:: Extracted entries ::

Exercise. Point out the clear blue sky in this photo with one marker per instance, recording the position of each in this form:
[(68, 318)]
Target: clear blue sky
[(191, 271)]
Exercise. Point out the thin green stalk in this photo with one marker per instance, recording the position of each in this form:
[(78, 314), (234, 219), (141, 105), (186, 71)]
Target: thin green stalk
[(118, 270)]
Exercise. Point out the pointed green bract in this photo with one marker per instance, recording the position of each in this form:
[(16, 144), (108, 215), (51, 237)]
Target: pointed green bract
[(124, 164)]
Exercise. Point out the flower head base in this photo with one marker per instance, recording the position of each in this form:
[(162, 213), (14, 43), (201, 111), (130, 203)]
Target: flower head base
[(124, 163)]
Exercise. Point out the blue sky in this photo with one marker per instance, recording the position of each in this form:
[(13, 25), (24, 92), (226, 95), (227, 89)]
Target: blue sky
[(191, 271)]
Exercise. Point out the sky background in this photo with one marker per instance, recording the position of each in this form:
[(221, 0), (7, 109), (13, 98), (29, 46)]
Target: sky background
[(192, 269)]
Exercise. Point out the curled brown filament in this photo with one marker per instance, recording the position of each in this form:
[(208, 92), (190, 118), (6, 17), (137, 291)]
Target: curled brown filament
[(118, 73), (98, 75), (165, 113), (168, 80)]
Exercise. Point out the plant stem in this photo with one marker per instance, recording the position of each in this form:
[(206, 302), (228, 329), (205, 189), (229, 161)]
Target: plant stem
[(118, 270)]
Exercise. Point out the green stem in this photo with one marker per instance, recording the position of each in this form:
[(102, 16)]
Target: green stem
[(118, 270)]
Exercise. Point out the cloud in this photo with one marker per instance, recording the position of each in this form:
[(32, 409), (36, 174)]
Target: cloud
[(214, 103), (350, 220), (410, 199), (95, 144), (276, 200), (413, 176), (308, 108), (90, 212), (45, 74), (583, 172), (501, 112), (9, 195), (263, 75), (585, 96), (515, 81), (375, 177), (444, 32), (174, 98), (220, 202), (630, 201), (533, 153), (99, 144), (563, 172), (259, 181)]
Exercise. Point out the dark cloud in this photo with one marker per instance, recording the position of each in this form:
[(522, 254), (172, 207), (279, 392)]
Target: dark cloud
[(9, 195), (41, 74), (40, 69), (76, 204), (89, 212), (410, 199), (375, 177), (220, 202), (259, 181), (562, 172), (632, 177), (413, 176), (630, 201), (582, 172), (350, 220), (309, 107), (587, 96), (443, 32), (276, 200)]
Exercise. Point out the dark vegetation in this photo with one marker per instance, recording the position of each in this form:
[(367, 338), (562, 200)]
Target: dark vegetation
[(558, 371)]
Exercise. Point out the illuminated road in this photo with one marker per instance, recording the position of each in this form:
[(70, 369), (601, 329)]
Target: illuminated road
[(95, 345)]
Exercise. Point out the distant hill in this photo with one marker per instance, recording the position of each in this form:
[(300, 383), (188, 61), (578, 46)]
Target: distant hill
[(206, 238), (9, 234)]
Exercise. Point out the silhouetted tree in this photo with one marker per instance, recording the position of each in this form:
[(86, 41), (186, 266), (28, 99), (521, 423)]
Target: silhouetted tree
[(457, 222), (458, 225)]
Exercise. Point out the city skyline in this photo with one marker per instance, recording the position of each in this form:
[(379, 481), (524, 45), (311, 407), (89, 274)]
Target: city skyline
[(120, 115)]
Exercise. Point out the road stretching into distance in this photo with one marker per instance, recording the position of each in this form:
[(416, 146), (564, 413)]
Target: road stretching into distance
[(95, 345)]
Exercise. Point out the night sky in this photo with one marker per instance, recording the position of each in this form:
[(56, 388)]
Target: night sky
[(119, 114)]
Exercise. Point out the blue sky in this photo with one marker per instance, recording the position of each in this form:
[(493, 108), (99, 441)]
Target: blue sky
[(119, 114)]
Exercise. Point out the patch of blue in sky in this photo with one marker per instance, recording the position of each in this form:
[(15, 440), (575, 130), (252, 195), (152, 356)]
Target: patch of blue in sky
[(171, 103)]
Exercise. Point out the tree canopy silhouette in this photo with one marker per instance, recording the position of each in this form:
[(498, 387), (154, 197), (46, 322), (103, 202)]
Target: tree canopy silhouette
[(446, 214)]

:::

(Task brief)
Taking the material above, extract exactly and only the lines from the line with "[(208, 92), (190, 118), (6, 17), (137, 291)]" to the line with "[(522, 254), (172, 207), (279, 392)]", inclusive of both.

(Finished exercise)
[(208, 92), (190, 118), (6, 17), (137, 291)]
Target: curled brown filament
[(118, 73), (98, 75), (165, 113), (168, 80)]
Exercise. Point out the plant stem in this photo with one marker per instance, recording the position of each in this form:
[(206, 302), (228, 329), (205, 189), (229, 161)]
Target: plant stem
[(118, 270)]
Exercise. Point out the green stem in this photo with one marker per instance, recording the position of each in this form:
[(102, 16)]
Target: green stem
[(118, 270)]
Exercise. Point out the cloud in this photo with one marker per instance, recording the position of each in this form:
[(32, 409), (36, 174)]
Target: cloud
[(214, 103), (350, 220), (410, 199), (95, 144), (276, 200), (413, 176), (308, 108), (90, 212), (45, 74), (583, 172), (501, 112), (9, 195), (263, 75), (585, 96), (515, 81), (375, 177), (444, 32), (174, 98), (220, 202), (630, 201), (533, 153), (99, 144), (563, 172), (259, 181)]
Exercise. Point out the dark cloud in this photo with one marker per instance, recording the position of each in this form:
[(522, 254), (172, 207), (279, 392)]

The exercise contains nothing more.